■ **To do**
a – In the comment on infrastructure financing, repeat word for word the passage starting at "That's the theory." and ending at "capacity gets closer.".
b – According to the comment on infrastructure financing, what have governments hit upon to encourage investment in long-term projects?
c – Write the next part of the comment on infrastructure financing, picking up after its final sentence.

■ **Extract**
┄┄┄┄┄┄

FWIW, while I agree with the sentiment, this is not a get-rich-quick scheme. Infrastructure has infamously long payback times which is why it is traditionally built and paid for by the state with all the attendant risks and problems that brings with it (Berlin's airport is the current poster child cockup). So, to encourage investment in long term projects governments have hit upon guaranteeing rates of return. There is likely to be more of this for two reasons: the state can't afford to pay for new projects directly; fiscal repression and money printing have driven down returns on government bonds so much that investors, particularly insurance and pension companies, are looking for alternative long-term investments with similarly guaranteed yields. Handled properly such schemes can work out quite well: pension funds are keener on stable cashflow in the future than unrealistic yields; the surcharge of involving the private sector can be offset against the cost of funding to the taxpayer.
That's the theory. Financing energy, especially renewables, in the UK remains extremely badly thought out which is deterring the necessary investment and likely to lead to ever more hair-brained schemes to get the private sector involved the prospect of a real shortfall of generating capacity gets closer.

┄┄┄┄┄┄

(Data extracted from a collection)

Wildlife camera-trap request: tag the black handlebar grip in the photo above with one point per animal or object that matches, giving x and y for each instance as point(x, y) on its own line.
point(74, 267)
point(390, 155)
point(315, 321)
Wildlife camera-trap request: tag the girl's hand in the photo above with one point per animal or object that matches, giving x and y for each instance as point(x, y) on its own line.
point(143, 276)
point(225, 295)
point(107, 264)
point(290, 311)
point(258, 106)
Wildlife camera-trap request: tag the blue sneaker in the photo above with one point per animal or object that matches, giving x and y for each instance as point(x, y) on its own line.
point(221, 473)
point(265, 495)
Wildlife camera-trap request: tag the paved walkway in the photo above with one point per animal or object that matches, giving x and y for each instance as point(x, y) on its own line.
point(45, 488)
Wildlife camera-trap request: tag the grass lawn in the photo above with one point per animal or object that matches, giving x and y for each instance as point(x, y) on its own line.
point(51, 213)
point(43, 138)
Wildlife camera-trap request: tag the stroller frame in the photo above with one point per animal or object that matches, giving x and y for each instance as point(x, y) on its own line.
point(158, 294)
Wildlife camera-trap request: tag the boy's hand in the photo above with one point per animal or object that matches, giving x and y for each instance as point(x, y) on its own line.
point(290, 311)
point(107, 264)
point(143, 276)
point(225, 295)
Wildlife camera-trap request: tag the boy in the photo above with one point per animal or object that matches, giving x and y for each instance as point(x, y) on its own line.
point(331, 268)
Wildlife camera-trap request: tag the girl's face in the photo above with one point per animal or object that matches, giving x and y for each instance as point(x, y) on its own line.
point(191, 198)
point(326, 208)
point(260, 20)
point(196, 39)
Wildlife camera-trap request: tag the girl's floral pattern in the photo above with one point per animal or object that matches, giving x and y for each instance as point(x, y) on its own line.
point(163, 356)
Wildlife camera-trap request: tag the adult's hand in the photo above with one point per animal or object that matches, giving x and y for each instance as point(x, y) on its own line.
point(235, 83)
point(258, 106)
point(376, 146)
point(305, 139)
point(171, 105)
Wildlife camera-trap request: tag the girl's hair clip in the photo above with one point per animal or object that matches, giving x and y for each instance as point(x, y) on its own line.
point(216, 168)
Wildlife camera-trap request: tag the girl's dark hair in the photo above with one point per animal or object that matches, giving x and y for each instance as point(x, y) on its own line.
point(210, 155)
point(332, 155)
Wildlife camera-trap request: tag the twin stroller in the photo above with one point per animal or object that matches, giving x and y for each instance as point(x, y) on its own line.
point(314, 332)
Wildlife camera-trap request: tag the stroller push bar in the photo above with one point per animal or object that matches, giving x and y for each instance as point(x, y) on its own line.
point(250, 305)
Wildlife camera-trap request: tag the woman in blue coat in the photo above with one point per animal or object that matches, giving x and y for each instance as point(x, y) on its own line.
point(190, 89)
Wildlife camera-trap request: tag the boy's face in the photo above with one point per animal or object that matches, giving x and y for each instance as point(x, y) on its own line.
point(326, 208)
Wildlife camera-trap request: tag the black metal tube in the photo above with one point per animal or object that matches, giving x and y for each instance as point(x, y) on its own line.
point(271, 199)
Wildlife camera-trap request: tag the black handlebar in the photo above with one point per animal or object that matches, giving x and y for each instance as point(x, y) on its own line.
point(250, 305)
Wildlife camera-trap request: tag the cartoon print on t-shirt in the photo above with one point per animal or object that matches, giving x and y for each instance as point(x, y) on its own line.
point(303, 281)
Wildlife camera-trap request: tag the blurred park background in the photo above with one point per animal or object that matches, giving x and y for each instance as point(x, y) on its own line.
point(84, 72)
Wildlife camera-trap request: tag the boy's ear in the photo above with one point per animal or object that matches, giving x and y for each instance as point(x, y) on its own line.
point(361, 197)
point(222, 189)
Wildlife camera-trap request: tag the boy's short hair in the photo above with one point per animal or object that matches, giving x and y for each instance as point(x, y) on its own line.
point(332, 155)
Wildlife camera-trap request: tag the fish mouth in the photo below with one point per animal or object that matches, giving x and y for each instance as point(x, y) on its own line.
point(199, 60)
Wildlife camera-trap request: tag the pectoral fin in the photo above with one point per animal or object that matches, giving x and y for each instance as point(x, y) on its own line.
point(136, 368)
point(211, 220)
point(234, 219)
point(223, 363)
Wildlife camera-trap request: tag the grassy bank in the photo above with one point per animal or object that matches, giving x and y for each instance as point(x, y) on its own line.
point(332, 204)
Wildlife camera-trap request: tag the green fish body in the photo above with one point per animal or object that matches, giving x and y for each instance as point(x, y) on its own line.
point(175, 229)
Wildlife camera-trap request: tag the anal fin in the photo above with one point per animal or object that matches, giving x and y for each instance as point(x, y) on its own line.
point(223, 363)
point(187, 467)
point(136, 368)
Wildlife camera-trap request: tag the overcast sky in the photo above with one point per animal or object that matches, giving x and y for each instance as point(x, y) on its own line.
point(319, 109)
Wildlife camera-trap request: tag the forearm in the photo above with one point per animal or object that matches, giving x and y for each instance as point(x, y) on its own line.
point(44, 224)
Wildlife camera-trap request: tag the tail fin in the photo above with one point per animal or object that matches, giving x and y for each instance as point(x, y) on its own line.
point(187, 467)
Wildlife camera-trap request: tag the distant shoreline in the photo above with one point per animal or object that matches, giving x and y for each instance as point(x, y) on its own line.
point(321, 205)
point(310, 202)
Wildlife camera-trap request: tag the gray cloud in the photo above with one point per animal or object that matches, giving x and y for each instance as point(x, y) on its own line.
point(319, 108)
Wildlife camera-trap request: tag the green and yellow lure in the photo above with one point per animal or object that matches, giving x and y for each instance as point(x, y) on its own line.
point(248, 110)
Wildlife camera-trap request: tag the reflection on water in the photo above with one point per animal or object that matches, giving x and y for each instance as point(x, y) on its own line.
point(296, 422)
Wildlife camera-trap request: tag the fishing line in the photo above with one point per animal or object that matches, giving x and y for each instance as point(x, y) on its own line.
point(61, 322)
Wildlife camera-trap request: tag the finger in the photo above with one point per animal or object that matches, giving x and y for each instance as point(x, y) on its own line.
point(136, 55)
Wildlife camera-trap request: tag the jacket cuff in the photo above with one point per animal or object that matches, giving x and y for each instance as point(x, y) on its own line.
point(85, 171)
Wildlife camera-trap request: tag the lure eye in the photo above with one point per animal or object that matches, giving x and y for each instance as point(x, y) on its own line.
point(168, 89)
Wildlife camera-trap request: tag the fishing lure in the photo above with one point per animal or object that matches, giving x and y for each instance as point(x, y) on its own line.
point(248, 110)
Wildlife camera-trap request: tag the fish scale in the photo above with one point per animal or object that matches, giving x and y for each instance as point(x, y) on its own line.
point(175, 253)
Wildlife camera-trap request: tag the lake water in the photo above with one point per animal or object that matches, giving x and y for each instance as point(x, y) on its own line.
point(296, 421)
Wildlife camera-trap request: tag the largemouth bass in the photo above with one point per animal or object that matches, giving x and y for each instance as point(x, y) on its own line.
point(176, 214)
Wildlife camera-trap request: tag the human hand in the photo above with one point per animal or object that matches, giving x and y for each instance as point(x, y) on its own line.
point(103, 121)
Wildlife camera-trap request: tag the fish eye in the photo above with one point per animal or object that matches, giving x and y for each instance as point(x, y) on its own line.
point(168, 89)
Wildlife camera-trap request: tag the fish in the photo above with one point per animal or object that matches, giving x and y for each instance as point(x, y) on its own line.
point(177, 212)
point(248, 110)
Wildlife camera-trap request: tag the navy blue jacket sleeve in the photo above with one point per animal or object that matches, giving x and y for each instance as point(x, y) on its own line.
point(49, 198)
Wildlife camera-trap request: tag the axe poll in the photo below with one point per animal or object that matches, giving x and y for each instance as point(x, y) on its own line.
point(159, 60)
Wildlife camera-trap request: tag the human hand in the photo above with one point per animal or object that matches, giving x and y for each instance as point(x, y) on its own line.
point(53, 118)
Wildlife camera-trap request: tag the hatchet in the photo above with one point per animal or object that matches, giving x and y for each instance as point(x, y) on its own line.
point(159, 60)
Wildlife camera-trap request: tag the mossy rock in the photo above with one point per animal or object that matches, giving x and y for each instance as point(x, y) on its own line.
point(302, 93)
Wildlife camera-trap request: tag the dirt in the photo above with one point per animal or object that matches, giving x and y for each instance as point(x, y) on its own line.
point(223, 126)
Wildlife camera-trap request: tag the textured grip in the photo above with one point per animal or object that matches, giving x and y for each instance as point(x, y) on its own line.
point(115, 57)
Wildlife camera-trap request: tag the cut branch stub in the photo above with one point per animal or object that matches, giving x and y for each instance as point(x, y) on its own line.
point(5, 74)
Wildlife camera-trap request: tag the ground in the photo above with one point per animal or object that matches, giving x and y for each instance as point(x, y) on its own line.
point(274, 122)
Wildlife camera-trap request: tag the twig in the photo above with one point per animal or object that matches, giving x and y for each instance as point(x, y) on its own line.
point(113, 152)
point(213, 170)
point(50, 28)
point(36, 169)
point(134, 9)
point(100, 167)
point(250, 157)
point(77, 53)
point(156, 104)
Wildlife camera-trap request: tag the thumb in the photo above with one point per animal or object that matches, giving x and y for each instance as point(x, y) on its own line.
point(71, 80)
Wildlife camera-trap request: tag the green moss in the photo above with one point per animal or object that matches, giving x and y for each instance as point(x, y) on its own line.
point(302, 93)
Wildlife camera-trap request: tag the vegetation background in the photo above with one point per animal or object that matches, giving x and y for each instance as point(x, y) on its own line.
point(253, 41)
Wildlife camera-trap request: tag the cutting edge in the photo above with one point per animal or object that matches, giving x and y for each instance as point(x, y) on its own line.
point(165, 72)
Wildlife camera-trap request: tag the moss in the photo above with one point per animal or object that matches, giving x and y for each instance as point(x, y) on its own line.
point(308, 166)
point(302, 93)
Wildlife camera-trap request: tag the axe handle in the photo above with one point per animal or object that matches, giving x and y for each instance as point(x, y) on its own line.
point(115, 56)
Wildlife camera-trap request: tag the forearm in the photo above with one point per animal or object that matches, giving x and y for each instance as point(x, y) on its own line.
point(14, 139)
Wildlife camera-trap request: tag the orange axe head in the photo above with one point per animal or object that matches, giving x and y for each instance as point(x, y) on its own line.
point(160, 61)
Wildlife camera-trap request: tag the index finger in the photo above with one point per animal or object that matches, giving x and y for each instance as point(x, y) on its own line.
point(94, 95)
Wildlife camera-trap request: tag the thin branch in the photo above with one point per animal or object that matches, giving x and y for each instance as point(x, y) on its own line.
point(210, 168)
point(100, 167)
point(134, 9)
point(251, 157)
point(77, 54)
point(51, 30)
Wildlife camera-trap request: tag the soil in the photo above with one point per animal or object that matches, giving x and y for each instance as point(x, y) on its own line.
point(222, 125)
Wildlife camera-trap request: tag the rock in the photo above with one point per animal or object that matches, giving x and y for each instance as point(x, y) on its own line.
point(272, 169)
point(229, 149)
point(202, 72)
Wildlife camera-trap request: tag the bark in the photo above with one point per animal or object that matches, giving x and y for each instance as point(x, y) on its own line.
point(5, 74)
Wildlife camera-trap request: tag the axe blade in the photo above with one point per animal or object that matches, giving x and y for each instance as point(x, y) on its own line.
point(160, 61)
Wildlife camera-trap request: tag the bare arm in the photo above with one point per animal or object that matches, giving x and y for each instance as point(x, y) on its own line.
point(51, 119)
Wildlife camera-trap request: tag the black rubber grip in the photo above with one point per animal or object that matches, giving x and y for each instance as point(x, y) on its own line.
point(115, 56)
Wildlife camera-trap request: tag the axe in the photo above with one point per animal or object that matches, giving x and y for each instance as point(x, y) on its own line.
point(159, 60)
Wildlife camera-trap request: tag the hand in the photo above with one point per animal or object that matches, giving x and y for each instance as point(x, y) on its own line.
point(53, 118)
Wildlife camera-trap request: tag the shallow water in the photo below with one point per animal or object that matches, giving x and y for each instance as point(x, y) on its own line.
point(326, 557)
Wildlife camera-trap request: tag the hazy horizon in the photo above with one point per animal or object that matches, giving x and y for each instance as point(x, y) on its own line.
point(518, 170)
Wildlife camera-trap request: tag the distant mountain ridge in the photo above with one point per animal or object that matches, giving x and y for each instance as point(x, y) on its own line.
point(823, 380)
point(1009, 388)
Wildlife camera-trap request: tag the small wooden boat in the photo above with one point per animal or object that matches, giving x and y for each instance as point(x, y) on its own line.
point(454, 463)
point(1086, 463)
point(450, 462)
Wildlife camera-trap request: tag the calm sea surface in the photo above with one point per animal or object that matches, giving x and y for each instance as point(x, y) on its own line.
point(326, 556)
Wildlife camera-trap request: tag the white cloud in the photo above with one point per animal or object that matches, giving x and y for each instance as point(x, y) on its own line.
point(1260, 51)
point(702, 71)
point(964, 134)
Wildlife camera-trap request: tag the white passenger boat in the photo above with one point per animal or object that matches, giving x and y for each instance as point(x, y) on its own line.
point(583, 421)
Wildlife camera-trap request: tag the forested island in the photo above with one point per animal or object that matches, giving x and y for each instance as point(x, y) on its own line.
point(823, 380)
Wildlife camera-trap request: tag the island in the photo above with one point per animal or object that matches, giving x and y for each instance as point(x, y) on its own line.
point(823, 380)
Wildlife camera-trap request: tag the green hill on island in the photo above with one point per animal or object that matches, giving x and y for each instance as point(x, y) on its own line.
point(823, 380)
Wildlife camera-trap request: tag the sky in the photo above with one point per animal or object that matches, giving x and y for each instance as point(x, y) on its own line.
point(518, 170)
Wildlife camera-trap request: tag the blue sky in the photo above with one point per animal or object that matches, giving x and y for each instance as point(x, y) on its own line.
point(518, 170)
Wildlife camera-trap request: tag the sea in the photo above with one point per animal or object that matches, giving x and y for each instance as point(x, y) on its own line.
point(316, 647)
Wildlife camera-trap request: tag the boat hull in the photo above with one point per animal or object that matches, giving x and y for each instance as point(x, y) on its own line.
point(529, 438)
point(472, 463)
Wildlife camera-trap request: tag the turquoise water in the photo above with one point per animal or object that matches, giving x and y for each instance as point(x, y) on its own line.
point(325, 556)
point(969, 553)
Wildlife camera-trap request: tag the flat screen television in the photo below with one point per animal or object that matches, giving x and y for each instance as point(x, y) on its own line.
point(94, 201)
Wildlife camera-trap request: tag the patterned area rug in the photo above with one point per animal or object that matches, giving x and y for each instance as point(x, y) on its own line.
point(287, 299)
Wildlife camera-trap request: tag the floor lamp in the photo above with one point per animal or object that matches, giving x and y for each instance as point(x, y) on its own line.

┄┄┄┄┄┄

■ **Answers provided**
a –
That's the theory. Financing energy, especially renewables, in the UK remains extremely badly thought out which is deterring the necessary investment and likely to lead to ever more hair-brained schemes to get the private sector involved the prospect of a real shortfall of generating capacity gets closer.

b – Guaranteeing rates of return.

c –
Here in Germany we've got similar pressures. Leccy is up to € 0.25 / kWh which is quite a bit more than the UK, I believe. The price is increasingly driven by the surcharge for funding the ever-expanding renewables - this is politically driven but also popular, unfortunately exacerbated by exemptions awarded to industry. The power companies have also successfully lobbied for the costs of connecting the offshore parks to the grid to be underwritten by the state. This, only a couple of years after signing contracts to do same without guarantees. This is somewhat understandable as some of the costs are unknown unknowns - it's never been done before. Still, it is never good for governments to guarantee the absolute profits on such endeavours.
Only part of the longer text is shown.